(Object point labels)
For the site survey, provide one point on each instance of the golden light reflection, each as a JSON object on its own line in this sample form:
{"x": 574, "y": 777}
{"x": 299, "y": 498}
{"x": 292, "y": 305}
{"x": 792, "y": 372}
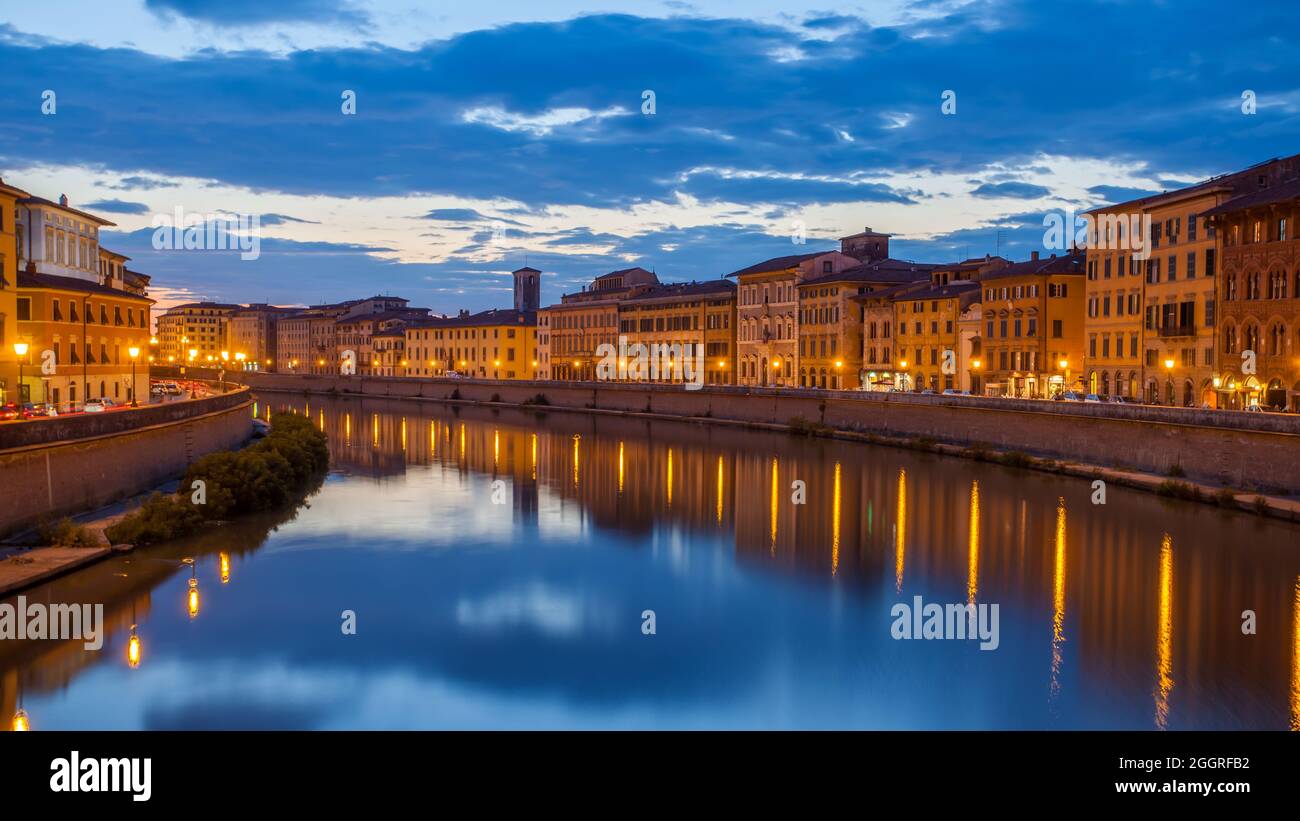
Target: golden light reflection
{"x": 774, "y": 504}
{"x": 668, "y": 478}
{"x": 1165, "y": 633}
{"x": 1058, "y": 600}
{"x": 576, "y": 463}
{"x": 835, "y": 522}
{"x": 133, "y": 650}
{"x": 719, "y": 490}
{"x": 900, "y": 529}
{"x": 1295, "y": 660}
{"x": 973, "y": 546}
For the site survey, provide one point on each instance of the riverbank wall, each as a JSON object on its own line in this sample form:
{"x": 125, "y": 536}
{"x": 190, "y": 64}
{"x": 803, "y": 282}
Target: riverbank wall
{"x": 65, "y": 465}
{"x": 1244, "y": 451}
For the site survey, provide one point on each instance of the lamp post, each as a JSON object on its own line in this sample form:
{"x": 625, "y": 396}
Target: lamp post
{"x": 133, "y": 352}
{"x": 20, "y": 348}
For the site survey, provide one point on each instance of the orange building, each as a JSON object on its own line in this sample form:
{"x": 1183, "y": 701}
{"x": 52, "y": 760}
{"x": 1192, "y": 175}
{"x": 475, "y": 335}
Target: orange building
{"x": 1259, "y": 360}
{"x": 490, "y": 344}
{"x": 1032, "y": 339}
{"x": 571, "y": 331}
{"x": 767, "y": 315}
{"x": 694, "y": 318}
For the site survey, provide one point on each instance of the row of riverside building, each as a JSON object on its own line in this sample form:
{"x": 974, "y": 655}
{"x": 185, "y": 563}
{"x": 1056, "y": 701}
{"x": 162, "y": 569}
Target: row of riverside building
{"x": 70, "y": 311}
{"x": 1207, "y": 316}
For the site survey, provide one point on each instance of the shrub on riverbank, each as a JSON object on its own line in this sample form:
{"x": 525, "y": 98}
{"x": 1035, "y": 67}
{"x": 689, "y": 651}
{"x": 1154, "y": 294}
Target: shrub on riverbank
{"x": 264, "y": 476}
{"x": 65, "y": 533}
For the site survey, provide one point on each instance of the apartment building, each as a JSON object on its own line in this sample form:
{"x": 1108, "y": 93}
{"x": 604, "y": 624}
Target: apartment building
{"x": 693, "y": 318}
{"x": 1259, "y": 342}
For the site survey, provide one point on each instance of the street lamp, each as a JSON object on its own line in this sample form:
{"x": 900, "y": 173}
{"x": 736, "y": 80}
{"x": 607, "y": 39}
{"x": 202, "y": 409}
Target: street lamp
{"x": 20, "y": 348}
{"x": 133, "y": 352}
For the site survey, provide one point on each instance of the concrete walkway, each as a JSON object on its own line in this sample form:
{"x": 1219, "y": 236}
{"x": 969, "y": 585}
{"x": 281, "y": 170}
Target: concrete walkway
{"x": 29, "y": 568}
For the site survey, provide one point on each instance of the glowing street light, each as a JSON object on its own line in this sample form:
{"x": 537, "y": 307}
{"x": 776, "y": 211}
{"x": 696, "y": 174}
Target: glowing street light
{"x": 134, "y": 352}
{"x": 133, "y": 650}
{"x": 21, "y": 350}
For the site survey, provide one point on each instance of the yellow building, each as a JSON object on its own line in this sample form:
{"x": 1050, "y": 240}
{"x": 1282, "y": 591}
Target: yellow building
{"x": 86, "y": 331}
{"x": 1032, "y": 344}
{"x": 389, "y": 351}
{"x": 571, "y": 331}
{"x": 70, "y": 313}
{"x": 9, "y": 198}
{"x": 767, "y": 315}
{"x": 195, "y": 333}
{"x": 1152, "y": 315}
{"x": 492, "y": 344}
{"x": 927, "y": 342}
{"x": 690, "y": 318}
{"x": 832, "y": 320}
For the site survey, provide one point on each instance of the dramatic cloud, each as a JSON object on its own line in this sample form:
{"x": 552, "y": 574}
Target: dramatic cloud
{"x": 828, "y": 122}
{"x": 118, "y": 207}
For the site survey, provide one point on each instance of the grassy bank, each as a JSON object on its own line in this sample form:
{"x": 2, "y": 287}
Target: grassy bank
{"x": 272, "y": 473}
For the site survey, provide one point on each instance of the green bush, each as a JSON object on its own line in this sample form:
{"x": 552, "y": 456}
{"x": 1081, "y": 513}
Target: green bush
{"x": 1015, "y": 459}
{"x": 65, "y": 533}
{"x": 1178, "y": 490}
{"x": 260, "y": 477}
{"x": 161, "y": 517}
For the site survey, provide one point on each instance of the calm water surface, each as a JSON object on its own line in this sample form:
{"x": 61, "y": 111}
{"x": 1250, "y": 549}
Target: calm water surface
{"x": 768, "y": 613}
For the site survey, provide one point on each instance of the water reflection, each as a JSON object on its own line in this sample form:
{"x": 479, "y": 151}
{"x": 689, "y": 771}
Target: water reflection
{"x": 528, "y": 613}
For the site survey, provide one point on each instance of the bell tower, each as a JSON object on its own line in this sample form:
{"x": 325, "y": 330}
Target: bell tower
{"x": 528, "y": 289}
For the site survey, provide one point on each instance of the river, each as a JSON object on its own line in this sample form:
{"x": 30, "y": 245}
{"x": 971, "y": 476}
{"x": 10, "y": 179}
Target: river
{"x": 512, "y": 569}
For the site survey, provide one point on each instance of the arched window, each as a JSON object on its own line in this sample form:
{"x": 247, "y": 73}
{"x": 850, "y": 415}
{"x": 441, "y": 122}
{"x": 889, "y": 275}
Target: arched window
{"x": 1277, "y": 339}
{"x": 1278, "y": 285}
{"x": 1230, "y": 339}
{"x": 1252, "y": 338}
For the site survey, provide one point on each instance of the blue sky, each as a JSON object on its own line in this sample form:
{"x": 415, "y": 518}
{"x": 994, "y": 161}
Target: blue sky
{"x": 514, "y": 131}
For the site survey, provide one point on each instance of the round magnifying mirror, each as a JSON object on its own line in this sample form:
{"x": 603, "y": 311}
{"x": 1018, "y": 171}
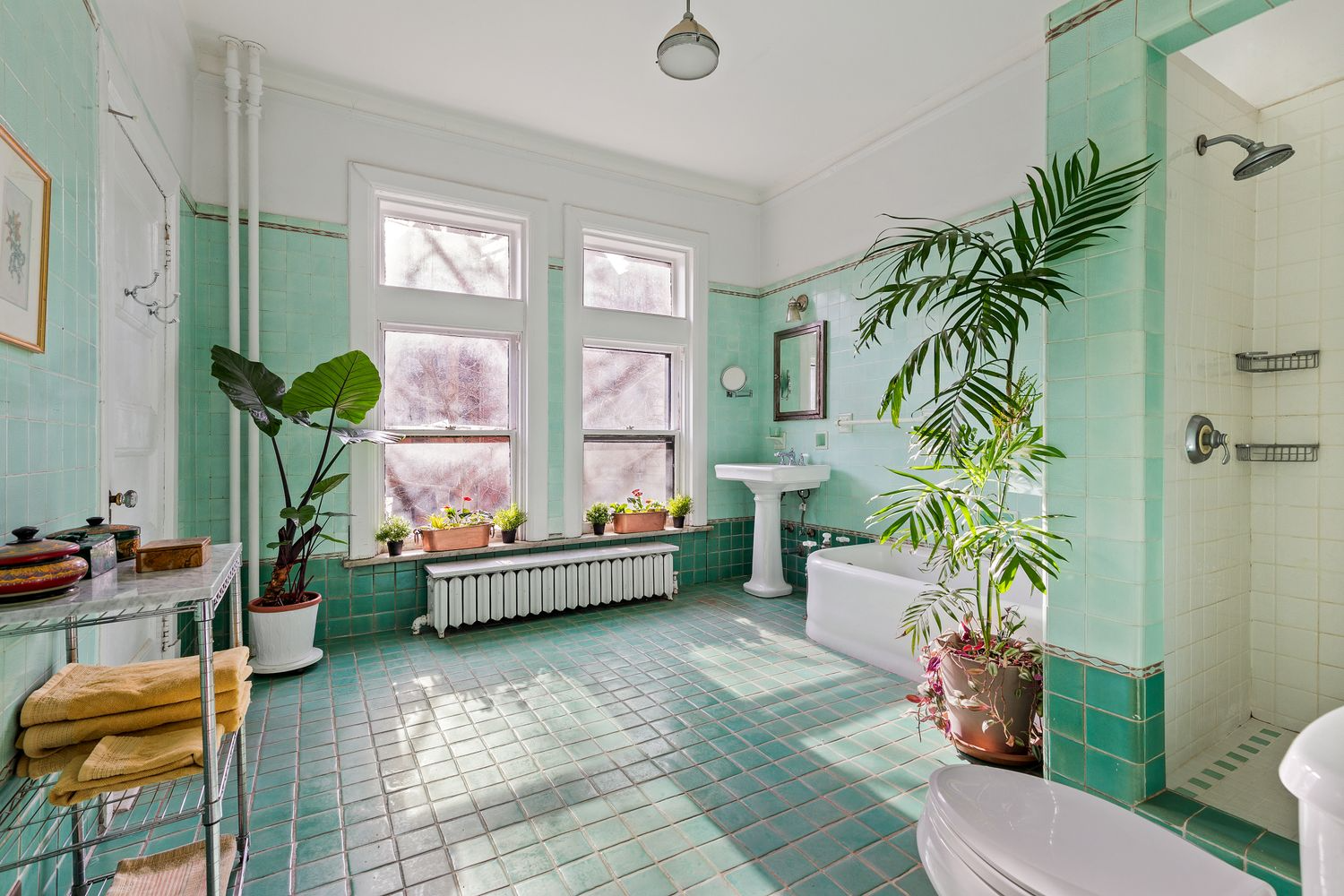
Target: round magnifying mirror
{"x": 733, "y": 378}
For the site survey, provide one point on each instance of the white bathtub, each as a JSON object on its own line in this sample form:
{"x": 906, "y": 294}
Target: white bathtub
{"x": 857, "y": 595}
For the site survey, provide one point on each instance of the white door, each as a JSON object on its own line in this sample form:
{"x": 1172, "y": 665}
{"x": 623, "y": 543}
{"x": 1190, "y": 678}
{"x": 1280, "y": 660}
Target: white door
{"x": 134, "y": 367}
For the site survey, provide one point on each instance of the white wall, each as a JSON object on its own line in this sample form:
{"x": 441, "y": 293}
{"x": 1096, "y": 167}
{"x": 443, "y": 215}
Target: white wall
{"x": 306, "y": 145}
{"x": 948, "y": 163}
{"x": 1297, "y": 511}
{"x": 150, "y": 39}
{"x": 1210, "y": 281}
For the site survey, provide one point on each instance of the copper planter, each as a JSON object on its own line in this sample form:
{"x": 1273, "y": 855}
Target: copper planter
{"x": 459, "y": 538}
{"x": 647, "y": 521}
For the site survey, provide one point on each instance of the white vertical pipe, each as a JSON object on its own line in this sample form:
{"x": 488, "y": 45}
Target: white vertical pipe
{"x": 254, "y": 51}
{"x": 233, "y": 82}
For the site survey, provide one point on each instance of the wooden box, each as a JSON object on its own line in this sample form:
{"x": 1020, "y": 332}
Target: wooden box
{"x": 645, "y": 521}
{"x": 172, "y": 554}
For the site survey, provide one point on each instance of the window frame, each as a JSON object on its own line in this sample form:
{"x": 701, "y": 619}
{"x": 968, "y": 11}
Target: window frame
{"x": 374, "y": 308}
{"x": 685, "y": 335}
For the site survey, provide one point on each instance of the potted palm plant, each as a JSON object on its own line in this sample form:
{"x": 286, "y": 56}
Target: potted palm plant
{"x": 456, "y": 528}
{"x": 392, "y": 532}
{"x": 599, "y": 516}
{"x": 508, "y": 520}
{"x": 978, "y": 293}
{"x": 679, "y": 508}
{"x": 347, "y": 387}
{"x": 639, "y": 514}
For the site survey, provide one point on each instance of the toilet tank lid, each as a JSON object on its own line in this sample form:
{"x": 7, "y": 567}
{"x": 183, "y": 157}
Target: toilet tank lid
{"x": 1050, "y": 839}
{"x": 1314, "y": 767}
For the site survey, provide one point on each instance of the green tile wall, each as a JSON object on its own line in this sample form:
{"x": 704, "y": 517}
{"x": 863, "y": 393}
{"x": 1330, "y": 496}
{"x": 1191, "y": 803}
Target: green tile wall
{"x": 48, "y": 437}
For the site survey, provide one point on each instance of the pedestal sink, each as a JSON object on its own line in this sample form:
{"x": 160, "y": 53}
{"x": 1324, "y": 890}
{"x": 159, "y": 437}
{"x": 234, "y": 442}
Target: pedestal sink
{"x": 769, "y": 482}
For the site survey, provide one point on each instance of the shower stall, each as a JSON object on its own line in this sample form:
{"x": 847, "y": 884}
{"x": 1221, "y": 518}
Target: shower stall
{"x": 1254, "y": 343}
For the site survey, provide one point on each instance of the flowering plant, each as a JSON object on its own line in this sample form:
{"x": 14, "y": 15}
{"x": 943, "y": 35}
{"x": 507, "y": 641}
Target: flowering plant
{"x": 637, "y": 504}
{"x": 457, "y": 517}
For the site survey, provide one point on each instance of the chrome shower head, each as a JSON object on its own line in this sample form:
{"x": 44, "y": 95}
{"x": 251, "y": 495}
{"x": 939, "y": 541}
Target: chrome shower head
{"x": 1258, "y": 156}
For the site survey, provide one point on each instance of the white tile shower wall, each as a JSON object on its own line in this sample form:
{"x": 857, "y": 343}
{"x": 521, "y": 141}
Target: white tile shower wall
{"x": 1210, "y": 234}
{"x": 1297, "y": 509}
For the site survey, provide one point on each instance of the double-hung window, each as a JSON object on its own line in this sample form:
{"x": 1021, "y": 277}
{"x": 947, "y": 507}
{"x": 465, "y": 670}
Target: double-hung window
{"x": 448, "y": 295}
{"x": 634, "y": 362}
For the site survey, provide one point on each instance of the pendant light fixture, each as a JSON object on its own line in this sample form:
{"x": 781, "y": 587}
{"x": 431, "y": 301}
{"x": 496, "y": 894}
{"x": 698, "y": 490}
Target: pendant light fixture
{"x": 688, "y": 51}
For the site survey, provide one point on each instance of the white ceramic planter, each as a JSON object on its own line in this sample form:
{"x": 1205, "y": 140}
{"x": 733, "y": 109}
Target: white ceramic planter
{"x": 282, "y": 637}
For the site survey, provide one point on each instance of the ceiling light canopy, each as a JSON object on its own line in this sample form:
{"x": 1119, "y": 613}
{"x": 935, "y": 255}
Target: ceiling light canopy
{"x": 688, "y": 51}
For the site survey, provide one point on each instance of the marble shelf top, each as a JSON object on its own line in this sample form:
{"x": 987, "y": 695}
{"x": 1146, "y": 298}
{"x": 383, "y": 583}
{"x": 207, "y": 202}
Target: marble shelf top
{"x": 124, "y": 591}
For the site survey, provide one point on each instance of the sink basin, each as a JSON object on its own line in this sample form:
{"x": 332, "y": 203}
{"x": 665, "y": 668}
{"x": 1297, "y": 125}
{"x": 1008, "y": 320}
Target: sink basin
{"x": 769, "y": 482}
{"x": 774, "y": 477}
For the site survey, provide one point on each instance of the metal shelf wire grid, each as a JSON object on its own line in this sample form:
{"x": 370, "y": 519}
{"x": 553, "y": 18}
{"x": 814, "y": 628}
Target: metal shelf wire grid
{"x": 1279, "y": 452}
{"x": 35, "y": 831}
{"x": 1266, "y": 363}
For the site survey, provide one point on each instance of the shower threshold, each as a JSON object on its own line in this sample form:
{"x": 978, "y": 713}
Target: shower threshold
{"x": 1239, "y": 775}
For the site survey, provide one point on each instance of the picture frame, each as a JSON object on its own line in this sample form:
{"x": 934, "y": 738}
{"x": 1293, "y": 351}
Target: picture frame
{"x": 24, "y": 245}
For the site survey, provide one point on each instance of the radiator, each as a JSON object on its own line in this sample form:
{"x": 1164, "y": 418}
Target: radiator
{"x": 468, "y": 591}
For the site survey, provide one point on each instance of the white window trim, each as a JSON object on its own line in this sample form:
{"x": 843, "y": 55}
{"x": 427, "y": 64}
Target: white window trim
{"x": 586, "y": 325}
{"x": 373, "y": 306}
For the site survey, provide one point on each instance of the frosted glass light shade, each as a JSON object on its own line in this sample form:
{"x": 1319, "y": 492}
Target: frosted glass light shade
{"x": 688, "y": 51}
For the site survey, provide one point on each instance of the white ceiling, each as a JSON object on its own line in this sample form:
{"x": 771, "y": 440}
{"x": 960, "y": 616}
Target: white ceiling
{"x": 800, "y": 85}
{"x": 1279, "y": 54}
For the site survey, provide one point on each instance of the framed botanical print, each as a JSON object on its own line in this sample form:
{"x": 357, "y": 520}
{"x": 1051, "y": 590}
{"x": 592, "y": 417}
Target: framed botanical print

» TASK DIRECTIONS: Starting from the line with "of the picture" and ending with the final line of the data, quote every line exactly, both ends included.

» EXERCISE OUTPUT:
For the site survey, provide one point on each instance of the picture frame, each as a JSON object on its own line in this sample form:
{"x": 934, "y": 738}
{"x": 1293, "y": 351}
Target: picture frame
{"x": 24, "y": 245}
For the site survey, provide one point on each instance of the radiator, each as a JSON object on its own line in this sample form:
{"x": 1164, "y": 418}
Target: radiator
{"x": 468, "y": 591}
For the site survey, provide one point on each instance of the white window trim, each as a JSON object on its own line in this sample form:
{"x": 843, "y": 55}
{"x": 427, "y": 64}
Target: white window trim
{"x": 586, "y": 325}
{"x": 373, "y": 306}
For the site survey, provide one point on each instance of the frosted glass light shade, each as a JSON object on its own line in this sample form:
{"x": 1319, "y": 492}
Target: frosted glass light shade
{"x": 688, "y": 51}
For the site survey, provide one point on each instance of the white ceiling, each as a JSON object on its own line in this sample form:
{"x": 771, "y": 440}
{"x": 960, "y": 616}
Target: white ceiling
{"x": 800, "y": 85}
{"x": 1279, "y": 54}
For the site survey, provide one point on each instance of the framed botanical print, each as a JSON object on its own line in this sample form:
{"x": 357, "y": 520}
{"x": 1051, "y": 590}
{"x": 592, "y": 417}
Target: framed botanical print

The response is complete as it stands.